══ Extracted text ══
It is - but it's not for a specific program like the F-35. Program managers are responsible to ensure that progress payments based on performance arrive on time. I work on a DoD contract that awards and extra year on the contract based on the performance of the previous year. Be rest assured that if we were not awarded an add-on year based on poor performance from the previous year, myself along with my boss and the two other managers who run our contract would be terminated immediately.


----------



## FLYBOYJ (Feb 3, 2010)

This article spells it out perfectly on both sides...

gates-tries-to-get-f35-program-back-on-course: Personal Finance News from Yahoo! Finance

If the Pentagon didn't believe in this aircraft, they would cancell it in a heart beat.


----------



## Pong (Feb 4, 2010)

Clay_Allison said:


> You should get some F-16s, they still make them and they are fairly cheap (as these things go).



Our Government once received an offer for F-16s from Pakistan (Though they were missing some electronic parts), Israeli Kfirs, MiGs and several Chinese aircraft, and the PAF considered buying the F/A-18 but in today's flailing economy, orders for the Hornet are put on hold.


----------



## parsifal (Feb 4, 2010)

_Are you sure about that? A $5bn dollar investment from Australia would make them the largest partner on JSF by far, it's about twice the UK contribution, only I haven't seen much evidence of heavy Australian involvement.

There are still plenty of years before the IOC date for F-35 costs to increase further... _
I doubt the Australian share in the project is larger than britains, but we have invested heavily nevertheless. We are catergorised as a "level 3" partner, whatever that is. Several companies have won contracts for componentry manufacture, and there are several new plants under construction for the very purpose.
═══
• [Problem set]
1) List the usernames that appear in the post headings of the F-35 forum thread, in order.
2) In the F-35 forum thread, print the passage from "gates-tries-to-get-f35-program-back-on-course: Personal Finance" to "Pong (Feb 4, 2010)".
3) Write what comes next in the F-35 forum thread, picking up after its final sentence.
══ Provided material ══
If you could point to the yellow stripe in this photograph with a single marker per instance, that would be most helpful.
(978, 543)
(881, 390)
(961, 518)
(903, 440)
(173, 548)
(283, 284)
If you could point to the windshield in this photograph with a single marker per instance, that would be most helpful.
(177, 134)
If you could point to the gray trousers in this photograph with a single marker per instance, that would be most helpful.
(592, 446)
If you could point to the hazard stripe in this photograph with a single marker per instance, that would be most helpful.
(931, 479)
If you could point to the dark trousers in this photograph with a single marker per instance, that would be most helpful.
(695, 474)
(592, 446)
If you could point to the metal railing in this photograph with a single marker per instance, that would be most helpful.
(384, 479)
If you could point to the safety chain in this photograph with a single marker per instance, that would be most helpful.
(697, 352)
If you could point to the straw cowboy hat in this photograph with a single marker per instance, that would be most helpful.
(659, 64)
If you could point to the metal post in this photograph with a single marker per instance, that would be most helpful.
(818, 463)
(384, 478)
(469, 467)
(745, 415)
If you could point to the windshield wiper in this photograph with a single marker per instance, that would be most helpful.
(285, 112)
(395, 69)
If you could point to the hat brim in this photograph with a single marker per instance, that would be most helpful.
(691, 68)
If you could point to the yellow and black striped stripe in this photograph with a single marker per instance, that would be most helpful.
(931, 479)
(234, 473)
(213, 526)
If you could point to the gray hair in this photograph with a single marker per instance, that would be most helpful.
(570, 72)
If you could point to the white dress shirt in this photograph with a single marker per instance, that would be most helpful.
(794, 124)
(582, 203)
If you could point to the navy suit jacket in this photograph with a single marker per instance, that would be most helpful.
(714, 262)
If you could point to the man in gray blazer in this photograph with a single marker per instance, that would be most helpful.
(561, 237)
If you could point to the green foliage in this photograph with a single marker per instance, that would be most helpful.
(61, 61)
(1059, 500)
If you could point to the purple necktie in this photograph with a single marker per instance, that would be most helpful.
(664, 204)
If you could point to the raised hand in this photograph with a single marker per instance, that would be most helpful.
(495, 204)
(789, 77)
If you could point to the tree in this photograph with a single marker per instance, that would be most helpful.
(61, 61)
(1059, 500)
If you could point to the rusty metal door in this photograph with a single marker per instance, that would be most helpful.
═══
• [Answers in order]
1) FLYBOYJ, Pong, parsifal

2)
gates-tries-to-get-f35-program-back-on-course: Personal Finance News from Yahoo! Finance

If the Pentagon didn't believe in this aircraft, they would cancell it in a heart beat.


----------



## Pong (Feb 4, 2010)

3)
This is a recent newspaper article, which suggests a 3.2 Billion investment to date. However that is exclusive of the domestic infrastructure incentives being put up by the Australian taxpayer. 

We are by no means a major player in this venture, but our investment is nevertheless substantial 

Advance purchase could well put Defence out on a wing | The Australian


----------



## FLYBOYJ (Feb 13, 2010)

I was told by a friend who works at Lockheed that when the 5th F-35 (3rd F-35B) flew on Feb 2nd, there were no squawks when the aircraft returned. Quite a feat for the 5th production aircraft to roll off the assembly line.

In the mean time Israel wants 75 of them.

Israel presses U.S. for F-35 deal - UPI.com


----------



## Matt308 (Feb 13, 2010)

It suprised me to read that due to weight issues, the F-35 was design as a 7g airframe.


----------



## FLYBOYJ (Feb 13, 2010)

Matt308 said:


> It suprised me to read that due to weight issues, the F-35 was design as a 7g airframe.



I do know that during the X-35 program, everything was done to keep weight down. I'm wondering it that is still the same for the marine version of the aircraft. 7gs is still pretty hefty.


----------



## red admiral (Feb 13, 2010)

Matt308 said:


> It suprised me to read that due to weight issues, the F-35 was design as a 7g airframe.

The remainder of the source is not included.